◆ **WORK TASK**: Which lines of the records below contain the word "When"? Report each of them in full.

◆ **EXTRACTED RECORDS**:
──────

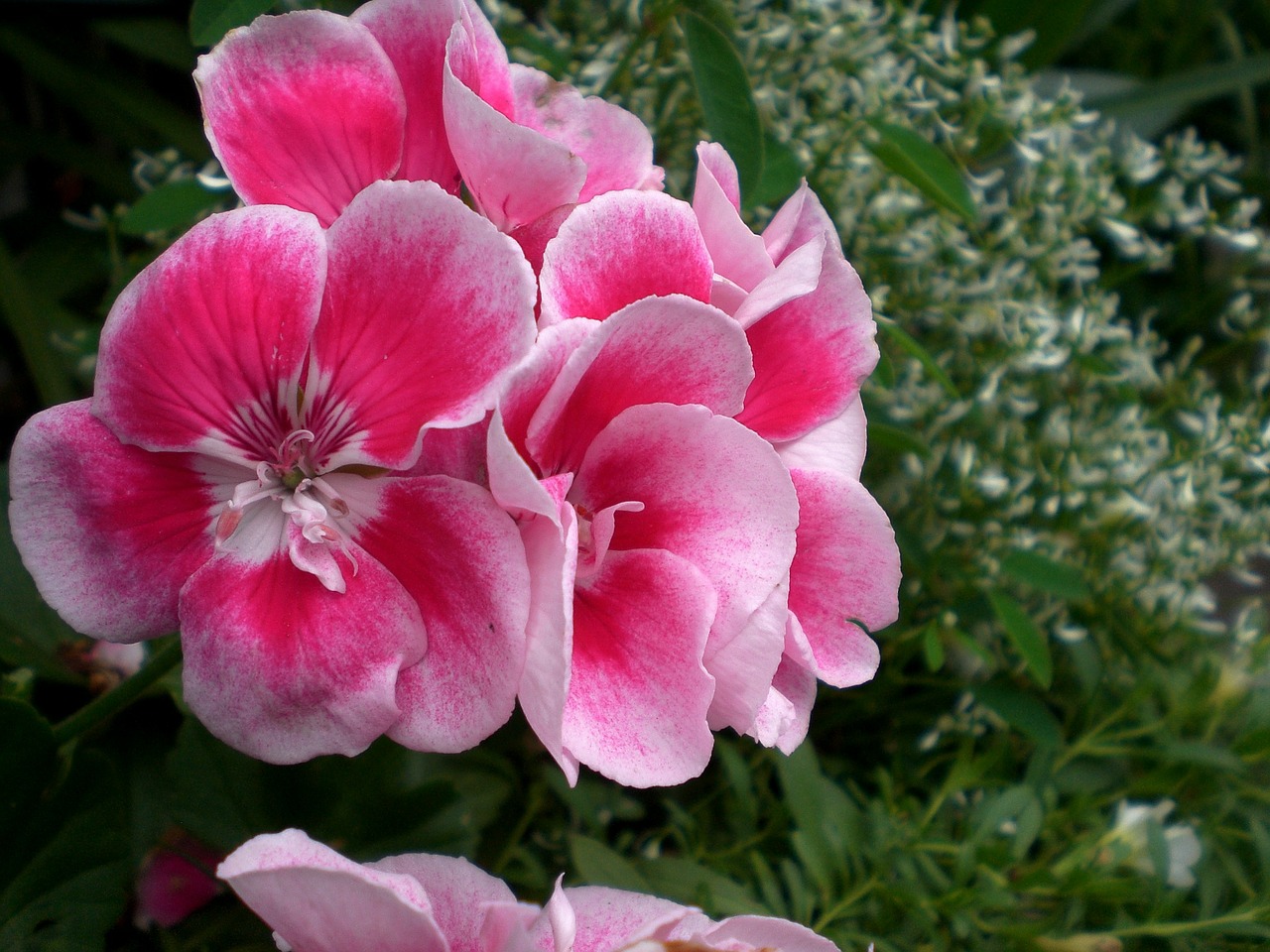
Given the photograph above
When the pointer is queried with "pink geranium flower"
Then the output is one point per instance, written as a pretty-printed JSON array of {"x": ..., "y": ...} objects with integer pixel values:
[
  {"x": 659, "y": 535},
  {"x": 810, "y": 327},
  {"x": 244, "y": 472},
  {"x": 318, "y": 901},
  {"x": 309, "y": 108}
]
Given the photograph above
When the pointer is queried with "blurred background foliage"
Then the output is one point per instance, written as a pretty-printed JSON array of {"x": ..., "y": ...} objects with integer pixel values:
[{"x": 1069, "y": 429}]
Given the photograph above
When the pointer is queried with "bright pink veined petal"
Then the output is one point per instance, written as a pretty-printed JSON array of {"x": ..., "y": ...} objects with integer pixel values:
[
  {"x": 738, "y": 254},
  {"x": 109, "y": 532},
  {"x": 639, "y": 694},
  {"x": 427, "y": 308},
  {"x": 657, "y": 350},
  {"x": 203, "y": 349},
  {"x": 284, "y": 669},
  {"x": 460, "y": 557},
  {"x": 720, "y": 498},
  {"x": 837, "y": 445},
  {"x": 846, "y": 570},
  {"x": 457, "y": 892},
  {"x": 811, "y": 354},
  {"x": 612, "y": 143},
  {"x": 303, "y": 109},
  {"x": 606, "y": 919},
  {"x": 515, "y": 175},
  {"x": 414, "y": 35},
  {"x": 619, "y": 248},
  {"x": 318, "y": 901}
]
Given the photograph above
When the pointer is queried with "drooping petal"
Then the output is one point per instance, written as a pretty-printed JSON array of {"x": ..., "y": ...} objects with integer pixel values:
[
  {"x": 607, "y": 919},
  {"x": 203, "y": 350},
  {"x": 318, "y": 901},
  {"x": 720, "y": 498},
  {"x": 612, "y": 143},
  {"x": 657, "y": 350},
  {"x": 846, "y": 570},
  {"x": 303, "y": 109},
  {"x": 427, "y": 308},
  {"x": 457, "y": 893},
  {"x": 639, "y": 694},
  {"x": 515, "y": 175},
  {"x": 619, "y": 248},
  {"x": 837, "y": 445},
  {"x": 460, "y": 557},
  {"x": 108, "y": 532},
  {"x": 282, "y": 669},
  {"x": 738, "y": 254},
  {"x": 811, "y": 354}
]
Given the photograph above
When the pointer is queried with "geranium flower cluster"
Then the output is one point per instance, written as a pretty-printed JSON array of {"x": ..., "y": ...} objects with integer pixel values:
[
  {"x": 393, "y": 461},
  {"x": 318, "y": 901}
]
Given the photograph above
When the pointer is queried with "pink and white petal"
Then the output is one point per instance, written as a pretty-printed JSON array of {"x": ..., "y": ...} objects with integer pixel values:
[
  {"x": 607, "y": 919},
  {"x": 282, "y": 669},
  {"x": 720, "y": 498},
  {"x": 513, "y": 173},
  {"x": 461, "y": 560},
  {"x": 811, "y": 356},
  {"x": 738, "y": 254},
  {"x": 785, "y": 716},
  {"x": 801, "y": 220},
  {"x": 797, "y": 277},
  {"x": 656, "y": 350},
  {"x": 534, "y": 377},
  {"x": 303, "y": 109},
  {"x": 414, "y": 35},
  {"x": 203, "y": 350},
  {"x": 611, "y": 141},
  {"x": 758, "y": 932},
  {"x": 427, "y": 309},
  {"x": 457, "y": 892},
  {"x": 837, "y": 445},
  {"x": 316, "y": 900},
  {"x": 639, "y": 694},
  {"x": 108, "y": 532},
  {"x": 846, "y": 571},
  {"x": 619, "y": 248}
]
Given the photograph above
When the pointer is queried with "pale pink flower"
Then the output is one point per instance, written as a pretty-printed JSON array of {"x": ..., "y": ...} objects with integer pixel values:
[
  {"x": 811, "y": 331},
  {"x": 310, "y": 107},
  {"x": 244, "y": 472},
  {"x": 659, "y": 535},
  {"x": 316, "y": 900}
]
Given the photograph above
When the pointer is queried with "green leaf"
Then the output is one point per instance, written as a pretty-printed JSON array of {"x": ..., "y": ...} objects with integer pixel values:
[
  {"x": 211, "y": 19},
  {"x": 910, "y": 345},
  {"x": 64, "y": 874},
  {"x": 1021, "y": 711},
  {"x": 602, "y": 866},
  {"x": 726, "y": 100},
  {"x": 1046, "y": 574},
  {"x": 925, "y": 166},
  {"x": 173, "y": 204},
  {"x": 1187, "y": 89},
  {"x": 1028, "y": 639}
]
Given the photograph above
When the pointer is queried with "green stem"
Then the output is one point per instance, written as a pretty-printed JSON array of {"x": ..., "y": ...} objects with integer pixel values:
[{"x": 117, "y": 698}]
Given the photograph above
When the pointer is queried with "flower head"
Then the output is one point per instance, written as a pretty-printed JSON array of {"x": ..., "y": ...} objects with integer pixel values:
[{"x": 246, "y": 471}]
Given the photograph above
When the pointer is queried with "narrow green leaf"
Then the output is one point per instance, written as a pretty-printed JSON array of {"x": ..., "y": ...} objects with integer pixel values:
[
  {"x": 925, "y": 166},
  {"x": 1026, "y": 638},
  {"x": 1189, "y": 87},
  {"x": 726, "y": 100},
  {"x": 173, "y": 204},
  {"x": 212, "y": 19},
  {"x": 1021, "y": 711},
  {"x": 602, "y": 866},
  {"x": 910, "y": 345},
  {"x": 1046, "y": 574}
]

──────

◆ **ANSWER BELOW**:
When the pointer is queried with "pink geranium flower"
When the pointer is queried with "blurred background foliage"
When the pointer is queried with "bright pink veined petal"
When the pointer is queried with "drooping petal"
When the pointer is queried with "geranium flower cluster"
When the pointer is queried with "pink and white petal"
When the pointer is queried with "pale pink flower"
When the pointer is queried with "green leaf"
When the pointer is queried with "green stem"
When the pointer is queried with "flower head"
When the pointer is queried with "narrow green leaf"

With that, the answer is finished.